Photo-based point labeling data

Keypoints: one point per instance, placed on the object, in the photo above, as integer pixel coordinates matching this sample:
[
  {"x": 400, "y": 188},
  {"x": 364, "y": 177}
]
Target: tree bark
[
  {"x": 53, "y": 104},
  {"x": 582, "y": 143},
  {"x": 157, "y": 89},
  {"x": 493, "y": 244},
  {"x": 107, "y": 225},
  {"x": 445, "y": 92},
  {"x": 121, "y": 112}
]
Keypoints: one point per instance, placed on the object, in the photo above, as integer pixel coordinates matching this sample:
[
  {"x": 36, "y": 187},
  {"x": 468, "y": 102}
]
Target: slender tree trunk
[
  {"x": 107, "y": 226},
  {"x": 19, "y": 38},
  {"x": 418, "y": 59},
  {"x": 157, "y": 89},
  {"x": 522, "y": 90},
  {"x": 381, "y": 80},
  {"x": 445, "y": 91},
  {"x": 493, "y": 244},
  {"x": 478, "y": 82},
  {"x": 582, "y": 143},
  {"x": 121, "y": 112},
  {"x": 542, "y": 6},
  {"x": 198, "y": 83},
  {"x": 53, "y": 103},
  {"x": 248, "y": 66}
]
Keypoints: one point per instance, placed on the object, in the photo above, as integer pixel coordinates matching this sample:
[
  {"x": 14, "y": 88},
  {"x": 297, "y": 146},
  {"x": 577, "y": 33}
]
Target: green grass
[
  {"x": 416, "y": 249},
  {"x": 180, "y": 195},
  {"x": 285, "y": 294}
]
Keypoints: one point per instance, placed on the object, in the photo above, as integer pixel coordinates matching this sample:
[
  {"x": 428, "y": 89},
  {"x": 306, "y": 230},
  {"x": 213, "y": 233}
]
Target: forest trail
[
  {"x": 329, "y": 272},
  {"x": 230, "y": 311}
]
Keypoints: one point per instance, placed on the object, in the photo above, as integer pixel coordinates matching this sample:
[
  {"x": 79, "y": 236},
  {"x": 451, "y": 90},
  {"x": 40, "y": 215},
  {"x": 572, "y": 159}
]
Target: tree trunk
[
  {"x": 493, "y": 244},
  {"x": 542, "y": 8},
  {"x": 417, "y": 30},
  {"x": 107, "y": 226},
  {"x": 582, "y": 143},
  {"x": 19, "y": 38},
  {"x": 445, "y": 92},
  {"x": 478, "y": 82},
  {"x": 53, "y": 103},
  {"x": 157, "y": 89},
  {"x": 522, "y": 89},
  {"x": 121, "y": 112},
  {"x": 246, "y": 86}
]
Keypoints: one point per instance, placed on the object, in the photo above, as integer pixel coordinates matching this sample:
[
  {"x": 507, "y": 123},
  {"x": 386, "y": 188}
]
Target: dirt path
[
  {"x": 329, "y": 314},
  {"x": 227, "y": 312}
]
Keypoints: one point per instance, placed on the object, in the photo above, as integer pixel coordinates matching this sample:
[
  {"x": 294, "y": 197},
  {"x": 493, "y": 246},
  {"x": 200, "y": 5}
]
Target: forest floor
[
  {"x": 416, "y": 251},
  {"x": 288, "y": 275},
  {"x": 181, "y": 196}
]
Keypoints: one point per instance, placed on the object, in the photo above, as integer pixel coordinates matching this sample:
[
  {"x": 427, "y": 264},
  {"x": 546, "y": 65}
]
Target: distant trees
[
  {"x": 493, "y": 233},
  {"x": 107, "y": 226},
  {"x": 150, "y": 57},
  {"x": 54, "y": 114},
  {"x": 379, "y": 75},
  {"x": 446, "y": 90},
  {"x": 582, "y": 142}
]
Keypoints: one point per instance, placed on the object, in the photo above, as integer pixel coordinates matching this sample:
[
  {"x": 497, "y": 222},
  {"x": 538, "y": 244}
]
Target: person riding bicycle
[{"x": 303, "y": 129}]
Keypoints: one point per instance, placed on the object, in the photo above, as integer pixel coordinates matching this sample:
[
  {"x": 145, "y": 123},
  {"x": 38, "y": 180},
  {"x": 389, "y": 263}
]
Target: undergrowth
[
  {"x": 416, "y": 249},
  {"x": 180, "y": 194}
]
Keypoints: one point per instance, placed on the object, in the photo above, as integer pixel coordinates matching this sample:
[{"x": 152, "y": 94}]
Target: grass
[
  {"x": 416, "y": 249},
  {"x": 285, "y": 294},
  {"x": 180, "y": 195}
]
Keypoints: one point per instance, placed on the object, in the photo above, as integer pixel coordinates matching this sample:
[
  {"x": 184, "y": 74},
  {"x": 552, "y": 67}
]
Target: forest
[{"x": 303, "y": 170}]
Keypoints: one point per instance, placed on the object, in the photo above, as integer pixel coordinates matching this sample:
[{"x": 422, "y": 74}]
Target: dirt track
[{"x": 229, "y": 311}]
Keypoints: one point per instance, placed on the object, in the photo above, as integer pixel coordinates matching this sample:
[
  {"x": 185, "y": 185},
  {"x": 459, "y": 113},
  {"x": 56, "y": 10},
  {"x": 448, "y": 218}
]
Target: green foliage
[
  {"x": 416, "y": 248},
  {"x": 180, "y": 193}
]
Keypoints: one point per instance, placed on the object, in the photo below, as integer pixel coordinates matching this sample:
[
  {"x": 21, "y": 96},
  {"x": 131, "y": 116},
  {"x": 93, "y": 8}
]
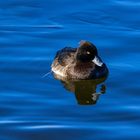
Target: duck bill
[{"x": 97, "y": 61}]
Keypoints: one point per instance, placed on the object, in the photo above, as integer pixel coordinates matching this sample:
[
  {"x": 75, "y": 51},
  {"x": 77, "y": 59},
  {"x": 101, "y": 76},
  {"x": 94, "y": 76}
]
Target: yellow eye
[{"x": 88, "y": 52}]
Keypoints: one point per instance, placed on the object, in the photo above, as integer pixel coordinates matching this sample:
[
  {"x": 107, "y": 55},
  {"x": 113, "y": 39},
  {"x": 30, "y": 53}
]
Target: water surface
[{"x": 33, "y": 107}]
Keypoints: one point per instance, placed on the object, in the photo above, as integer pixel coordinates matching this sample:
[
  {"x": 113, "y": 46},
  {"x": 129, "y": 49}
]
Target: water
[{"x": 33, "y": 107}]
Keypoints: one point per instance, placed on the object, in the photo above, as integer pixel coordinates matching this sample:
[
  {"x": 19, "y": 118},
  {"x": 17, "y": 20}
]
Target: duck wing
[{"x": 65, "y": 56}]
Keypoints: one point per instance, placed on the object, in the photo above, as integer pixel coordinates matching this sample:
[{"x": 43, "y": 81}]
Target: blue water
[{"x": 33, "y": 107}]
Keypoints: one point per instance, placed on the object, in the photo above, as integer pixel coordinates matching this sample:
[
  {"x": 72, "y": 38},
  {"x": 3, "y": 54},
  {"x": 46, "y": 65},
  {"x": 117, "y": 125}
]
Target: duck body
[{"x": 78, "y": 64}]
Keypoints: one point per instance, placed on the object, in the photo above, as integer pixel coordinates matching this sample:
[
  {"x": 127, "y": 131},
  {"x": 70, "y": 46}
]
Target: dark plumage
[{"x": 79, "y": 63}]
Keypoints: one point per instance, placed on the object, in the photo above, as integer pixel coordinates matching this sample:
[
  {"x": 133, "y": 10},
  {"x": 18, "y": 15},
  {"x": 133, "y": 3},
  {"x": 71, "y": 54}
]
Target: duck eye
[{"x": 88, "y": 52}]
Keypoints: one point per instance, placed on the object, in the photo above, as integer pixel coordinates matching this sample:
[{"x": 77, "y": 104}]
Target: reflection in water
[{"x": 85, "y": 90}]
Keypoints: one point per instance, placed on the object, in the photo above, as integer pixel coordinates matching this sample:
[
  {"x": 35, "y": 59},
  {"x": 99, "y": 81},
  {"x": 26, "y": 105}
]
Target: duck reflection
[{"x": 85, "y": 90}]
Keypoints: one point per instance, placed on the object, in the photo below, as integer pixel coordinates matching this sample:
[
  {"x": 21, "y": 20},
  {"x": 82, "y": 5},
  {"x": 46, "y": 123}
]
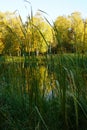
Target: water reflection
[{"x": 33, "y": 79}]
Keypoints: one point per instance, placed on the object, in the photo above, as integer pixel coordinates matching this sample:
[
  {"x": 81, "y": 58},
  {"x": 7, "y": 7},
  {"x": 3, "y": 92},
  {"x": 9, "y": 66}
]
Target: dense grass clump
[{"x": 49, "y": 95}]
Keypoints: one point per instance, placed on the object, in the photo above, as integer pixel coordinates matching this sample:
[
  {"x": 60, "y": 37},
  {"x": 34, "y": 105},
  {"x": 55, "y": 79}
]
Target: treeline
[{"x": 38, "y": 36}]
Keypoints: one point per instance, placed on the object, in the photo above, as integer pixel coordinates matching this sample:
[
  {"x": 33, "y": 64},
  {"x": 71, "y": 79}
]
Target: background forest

## PROBLEM
Please extract each line in the listing above that contains the word "grass" and copy those lines out unchanged.

## COMPLETE OUTPUT
Target: green grass
Target: grass
Target: dense grass clump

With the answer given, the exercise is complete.